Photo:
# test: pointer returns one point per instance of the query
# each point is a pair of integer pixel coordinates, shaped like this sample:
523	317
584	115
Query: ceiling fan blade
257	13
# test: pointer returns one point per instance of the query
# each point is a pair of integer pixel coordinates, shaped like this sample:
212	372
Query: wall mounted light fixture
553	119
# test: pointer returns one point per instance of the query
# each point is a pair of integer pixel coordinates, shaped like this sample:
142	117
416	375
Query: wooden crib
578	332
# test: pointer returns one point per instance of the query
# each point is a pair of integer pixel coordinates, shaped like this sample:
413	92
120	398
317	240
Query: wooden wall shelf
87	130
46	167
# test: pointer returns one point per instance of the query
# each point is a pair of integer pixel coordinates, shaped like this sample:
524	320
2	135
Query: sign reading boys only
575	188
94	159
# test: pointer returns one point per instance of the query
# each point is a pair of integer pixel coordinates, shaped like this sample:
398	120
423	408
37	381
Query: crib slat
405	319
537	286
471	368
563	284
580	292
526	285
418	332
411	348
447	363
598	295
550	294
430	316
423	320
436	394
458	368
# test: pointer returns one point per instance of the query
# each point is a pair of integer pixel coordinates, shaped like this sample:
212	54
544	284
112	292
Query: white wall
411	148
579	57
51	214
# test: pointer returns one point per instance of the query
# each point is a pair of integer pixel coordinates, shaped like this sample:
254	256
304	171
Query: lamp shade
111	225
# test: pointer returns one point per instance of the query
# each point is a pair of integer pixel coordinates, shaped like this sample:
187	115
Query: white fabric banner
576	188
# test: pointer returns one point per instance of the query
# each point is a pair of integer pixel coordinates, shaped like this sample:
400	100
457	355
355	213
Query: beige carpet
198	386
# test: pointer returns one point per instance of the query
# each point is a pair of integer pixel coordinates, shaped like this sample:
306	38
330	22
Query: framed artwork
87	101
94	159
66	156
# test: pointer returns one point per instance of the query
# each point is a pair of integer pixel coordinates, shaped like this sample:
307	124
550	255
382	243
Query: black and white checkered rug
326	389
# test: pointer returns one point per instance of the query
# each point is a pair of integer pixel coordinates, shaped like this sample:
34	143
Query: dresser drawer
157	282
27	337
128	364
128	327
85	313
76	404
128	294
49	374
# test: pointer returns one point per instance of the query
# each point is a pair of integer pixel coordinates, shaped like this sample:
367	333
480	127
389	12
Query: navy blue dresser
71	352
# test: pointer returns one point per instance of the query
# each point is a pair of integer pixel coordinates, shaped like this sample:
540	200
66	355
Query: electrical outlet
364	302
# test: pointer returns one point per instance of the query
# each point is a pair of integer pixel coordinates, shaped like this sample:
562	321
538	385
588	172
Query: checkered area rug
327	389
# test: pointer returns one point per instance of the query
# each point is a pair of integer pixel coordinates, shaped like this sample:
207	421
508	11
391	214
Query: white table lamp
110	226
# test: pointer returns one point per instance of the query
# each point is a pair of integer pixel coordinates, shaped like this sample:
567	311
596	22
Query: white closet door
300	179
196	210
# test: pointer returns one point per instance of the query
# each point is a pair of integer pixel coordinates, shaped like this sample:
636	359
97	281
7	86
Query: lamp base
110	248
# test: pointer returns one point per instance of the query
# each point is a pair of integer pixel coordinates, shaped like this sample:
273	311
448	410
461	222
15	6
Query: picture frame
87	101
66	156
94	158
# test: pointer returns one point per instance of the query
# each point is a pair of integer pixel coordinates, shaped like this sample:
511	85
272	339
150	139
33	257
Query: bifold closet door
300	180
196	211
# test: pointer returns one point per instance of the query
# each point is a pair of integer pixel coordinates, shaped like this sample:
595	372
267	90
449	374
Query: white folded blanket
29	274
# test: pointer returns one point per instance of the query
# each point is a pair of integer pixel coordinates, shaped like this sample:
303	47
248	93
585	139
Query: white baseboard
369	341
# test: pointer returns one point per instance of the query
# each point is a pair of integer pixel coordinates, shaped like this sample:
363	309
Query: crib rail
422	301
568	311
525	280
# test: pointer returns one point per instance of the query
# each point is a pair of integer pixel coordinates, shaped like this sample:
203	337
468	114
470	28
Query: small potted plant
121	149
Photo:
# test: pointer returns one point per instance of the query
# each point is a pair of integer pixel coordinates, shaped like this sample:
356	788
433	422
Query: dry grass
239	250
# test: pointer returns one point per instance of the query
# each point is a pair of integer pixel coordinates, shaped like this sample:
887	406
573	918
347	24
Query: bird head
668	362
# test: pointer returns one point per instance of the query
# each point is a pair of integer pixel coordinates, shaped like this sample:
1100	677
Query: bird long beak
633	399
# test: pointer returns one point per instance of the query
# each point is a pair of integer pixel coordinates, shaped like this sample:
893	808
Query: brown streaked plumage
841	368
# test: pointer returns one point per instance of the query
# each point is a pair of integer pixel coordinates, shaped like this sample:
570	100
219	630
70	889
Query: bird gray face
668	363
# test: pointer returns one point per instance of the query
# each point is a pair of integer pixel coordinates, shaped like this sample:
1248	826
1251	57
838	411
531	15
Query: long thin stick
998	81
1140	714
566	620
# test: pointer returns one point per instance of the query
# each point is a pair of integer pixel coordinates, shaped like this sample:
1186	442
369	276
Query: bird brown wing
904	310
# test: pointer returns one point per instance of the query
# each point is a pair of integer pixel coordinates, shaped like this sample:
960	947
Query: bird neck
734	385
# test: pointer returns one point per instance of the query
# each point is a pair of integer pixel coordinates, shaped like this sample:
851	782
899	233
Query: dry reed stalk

# # # # #

§ **WORK REQUEST**: Return the material exactly as it was provided.

§ **ANSWER TO THIS PROBLEM**:
Photo:
# test: pointer returns one point per instance of the query
# each point is a pair of integer pixel coordinates, shaped like this sample:
523	317
584	115
Query: ceiling fan blade
257	13
# test: pointer returns one point per instance of the query
# each point is a pair of integer pixel coordinates, shaped like this sample:
212	372
Query: wall mounted light fixture
553	119
# test: pointer returns one point per instance of the query
# each point is a pair of integer pixel coordinates, shaped like this sample:
142	117
416	375
Query: wooden crib
578	332
# test: pointer returns one point per instance of the query
# each point is a pair of integer pixel coordinates, shaped like this sample:
413	92
120	398
317	240
Query: wooden wall shelf
87	130
46	167
# test: pointer returns one point per instance of the query
# each point is a pair of integer pixel coordinates, shaped like this sample:
524	320
2	135
Query: sign reading boys only
575	188
94	159
# test: pointer returns one point per instance of the query
# each point is a pair of integer pixel coordinates, shaped like this sample:
398	120
423	408
37	381
Query: crib slat
405	319
537	286
471	368
563	284
580	292
526	285
418	332
411	348
447	363
598	295
550	294
430	316
423	320
436	394
458	368
# test: pointer returns one point per instance of the query
# each point is a pair of integer pixel coordinates, shaped like this sample:
212	54
544	284
112	292
Query: white wall
411	148
579	57
51	214
# test: pointer returns one point per instance of the query
# each point is a pair of integer pixel coordinates, shaped like this sample:
254	256
304	171
Query: lamp shade
111	225
# test: pointer returns one point per instance of the query
# each point is a pair of integer pixel coordinates, shaped like this sample:
187	115
Query: white fabric banner
576	188
# test: pointer returns one point per instance of the query
# each point is a pair of integer pixel coordinates, shaped like this sample:
400	100
457	355
355	213
Query: beige carpet
198	386
# test: pointer returns one point per instance of the query
# each point is a pair of integer pixel coordinates, shaped like this sample:
306	38
330	22
Query: framed artwork
87	101
94	159
66	156
# test: pointer returns one point per instance of the query
# each point is a pair of integer pixel coordinates, shaped like this sample:
307	124
550	255
382	243
Query: black and white checkered rug
326	389
# test: pointer returns one point per instance of the query
# each point is a pair of integer pixel coordinates, shaped like this sample:
34	143
Query: dresser drawer
157	282
27	337
128	364
128	327
85	313
76	404
128	294
49	374
# test: pointer returns one point per instance of the query
# each point is a pair of integer pixel coordinates, shaped like this sample:
367	333
480	127
389	12
Query: navy blue dresser
71	352
# test: pointer returns one point per instance of the query
# each point is a pair of integer pixel coordinates, shaped like this sample:
540	200
66	355
Query: electrical outlet
364	302
# test: pointer returns one point per instance of the query
# each point is a pair of integer pixel coordinates, shaped like this sample:
562	321
538	385
588	172
Query: checkered area rug
327	389
# test: pointer returns one point per instance of the query
# each point is a pair of integer pixel coordinates, shaped like this sample:
207	421
508	11
391	214
Query: white table lamp
110	226
# test: pointer returns one point per instance of the query
# each point is a pair of integer pixel coordinates, shaped like this sample:
567	311
596	22
Query: white closet door
300	179
196	210
# test: pointer returns one point per instance of the query
# each point is a pair of integer pixel coordinates, shaped like this sample:
636	359
97	281
7	86
Query: lamp base
110	248
# test: pointer returns one point per instance of the query
# each point is a pair of integer pixel coordinates, shaped like this sample:
273	311
448	410
461	222
15	6
Query: picture frame
87	101
66	156
94	158
# test: pointer returns one point per instance of the query
# each point is a pair of integer pixel coordinates, shaped like this sample:
511	85
272	339
150	139
33	257
Query: bifold closet door
300	180
196	211
# test: pointer returns one point per instance of the query
# each point is a pair of integer pixel coordinates, shaped like this sample:
595	372
267	90
449	374
Query: white folded blanket
29	274
# test: pointer returns one point per instance of the query
# each point is a pair of integer pixel coordinates, shaped like this sample:
303	47
248	93
585	139
Query: white baseboard
369	341
# test: pointer returns one point per instance of the query
# each point is a pair of integer pixel coordinates, shaped like this sample:
363	309
Query: crib rail
422	301
568	311
525	280
# test: pointer returns one point per instance of the query
# each point is a pair of integer pixel coordinates, shaped like this sample:
203	337
468	114
470	28
Query: small potted plant
121	149
Photo:
# test: pointer returns one point per instance of the query
# each point is a pair of integer pixel coordinates, shaped like this sample:
356	788
433	422
Query: dry grass
239	250
# test: pointer returns one point per instance of the query
# each point is a pair of integer pixel coordinates, shaped like this sample:
887	406
573	918
347	24
Query: bird head
668	362
# test: pointer returns one point per instance of the query
# each point is a pair of integer pixel coordinates, shaped like this sample:
1100	677
Query: bird long beak
633	399
# test: pointer returns one point per instance of the query
# each point is a pair of integer pixel coordinates, shaped like this sample:
893	808
Query: brown streaked plumage
841	368
# test: pointer returns one point per instance of the query
# each point is a pair of integer pixel coordinates, shaped like this sample:
570	100
219	630
70	889
Query: bird gray face
668	363
# test: pointer returns one point per instance of the query
# each point is a pair of integer pixel coordinates, shaped like this sample:
1248	826
1251	57
838	411
531	15
Query: long thin stick
998	81
1140	714
566	620
# test: pointer returns one point per instance of the query
# each point is a pair of integer pixel coordinates, shaped like this sample:
1186	442
369	276
Query: bird brown wing
904	310
# test: pointer returns one point per instance of the query
# each point is a pair of integer pixel coordinates, shaped like this sample:
960	947
Query: bird neck
734	385
# test: pointer returns one point per instance of the query
# each point is a pair of integer pixel coordinates, shaped like this sample:
851	782
899	233
Query: dry reed stalk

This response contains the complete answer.